▶ **EXERCISE OBJECTIVE**: Gather every row below that contains the word "sign" and copy each of those rows in full.

++++++

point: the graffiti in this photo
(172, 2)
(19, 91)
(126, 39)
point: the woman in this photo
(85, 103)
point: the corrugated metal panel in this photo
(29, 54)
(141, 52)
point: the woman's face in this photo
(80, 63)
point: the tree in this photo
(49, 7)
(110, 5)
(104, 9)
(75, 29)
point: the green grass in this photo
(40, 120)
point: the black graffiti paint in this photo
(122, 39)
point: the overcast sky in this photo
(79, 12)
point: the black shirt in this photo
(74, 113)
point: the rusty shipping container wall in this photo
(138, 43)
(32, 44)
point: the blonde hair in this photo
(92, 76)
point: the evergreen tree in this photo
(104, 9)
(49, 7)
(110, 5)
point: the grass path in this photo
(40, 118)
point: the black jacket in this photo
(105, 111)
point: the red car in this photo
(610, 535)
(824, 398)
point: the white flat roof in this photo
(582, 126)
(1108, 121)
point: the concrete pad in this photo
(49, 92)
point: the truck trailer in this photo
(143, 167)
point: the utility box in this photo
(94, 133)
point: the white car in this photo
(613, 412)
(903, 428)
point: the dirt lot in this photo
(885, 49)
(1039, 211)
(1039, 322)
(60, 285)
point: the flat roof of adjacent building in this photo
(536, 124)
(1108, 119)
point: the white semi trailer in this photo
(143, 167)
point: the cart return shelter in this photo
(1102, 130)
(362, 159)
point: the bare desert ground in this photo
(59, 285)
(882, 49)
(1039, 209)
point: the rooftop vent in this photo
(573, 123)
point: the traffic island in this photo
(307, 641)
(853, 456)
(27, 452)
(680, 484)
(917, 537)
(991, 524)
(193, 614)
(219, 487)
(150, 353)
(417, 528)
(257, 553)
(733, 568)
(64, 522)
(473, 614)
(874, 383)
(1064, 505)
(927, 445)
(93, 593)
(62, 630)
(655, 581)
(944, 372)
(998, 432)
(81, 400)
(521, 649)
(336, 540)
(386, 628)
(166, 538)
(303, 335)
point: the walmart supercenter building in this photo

++++++

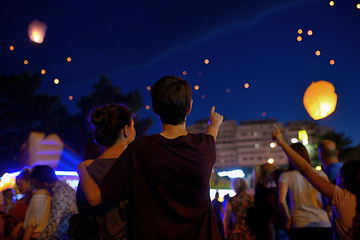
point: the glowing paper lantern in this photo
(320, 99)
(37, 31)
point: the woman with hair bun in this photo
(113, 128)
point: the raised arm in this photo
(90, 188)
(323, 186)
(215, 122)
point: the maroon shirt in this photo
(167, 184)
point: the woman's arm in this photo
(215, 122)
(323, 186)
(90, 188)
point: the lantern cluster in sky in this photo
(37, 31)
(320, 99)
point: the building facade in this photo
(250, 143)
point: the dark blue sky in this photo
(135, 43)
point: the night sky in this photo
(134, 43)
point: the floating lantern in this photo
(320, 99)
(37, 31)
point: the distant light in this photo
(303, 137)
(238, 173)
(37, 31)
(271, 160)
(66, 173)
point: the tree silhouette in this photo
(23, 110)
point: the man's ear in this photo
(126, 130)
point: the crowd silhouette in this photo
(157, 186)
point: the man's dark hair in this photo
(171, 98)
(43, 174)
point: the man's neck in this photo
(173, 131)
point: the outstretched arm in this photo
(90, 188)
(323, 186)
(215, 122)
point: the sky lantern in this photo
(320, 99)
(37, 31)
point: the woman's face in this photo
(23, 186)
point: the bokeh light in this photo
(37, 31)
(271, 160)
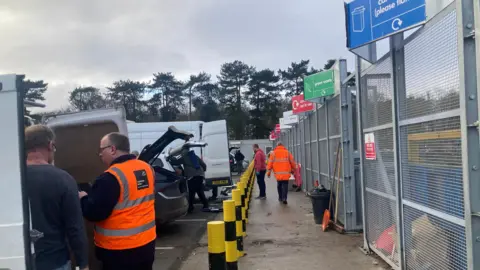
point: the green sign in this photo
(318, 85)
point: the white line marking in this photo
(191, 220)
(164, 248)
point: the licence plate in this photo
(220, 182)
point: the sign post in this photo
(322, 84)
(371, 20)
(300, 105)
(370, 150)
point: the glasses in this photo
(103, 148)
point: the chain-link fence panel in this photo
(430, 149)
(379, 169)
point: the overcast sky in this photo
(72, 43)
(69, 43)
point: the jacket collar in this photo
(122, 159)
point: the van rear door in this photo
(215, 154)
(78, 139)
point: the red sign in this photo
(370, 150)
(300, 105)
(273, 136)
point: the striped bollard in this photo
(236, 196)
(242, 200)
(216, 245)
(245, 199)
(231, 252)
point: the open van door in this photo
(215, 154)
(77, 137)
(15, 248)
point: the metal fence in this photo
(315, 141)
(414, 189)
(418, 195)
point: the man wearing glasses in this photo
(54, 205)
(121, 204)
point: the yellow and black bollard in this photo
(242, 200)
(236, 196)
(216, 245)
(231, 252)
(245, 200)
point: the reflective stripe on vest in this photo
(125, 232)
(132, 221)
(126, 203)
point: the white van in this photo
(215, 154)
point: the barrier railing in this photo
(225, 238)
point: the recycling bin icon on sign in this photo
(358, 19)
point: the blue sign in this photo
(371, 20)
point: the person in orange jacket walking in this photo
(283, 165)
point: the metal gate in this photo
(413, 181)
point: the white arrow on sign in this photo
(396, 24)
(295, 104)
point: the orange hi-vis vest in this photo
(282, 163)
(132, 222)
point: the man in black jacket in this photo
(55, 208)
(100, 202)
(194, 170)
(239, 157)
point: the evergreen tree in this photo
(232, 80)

++++++

▶ **FINAL ANSWER**:
point: the green sign in this photo
point: the sign post in this photo
point: the red sign in this photo
point: the recycling bin icon on sign in this photo
point: the blue sign in this photo
point: the white arrow on sign in this photo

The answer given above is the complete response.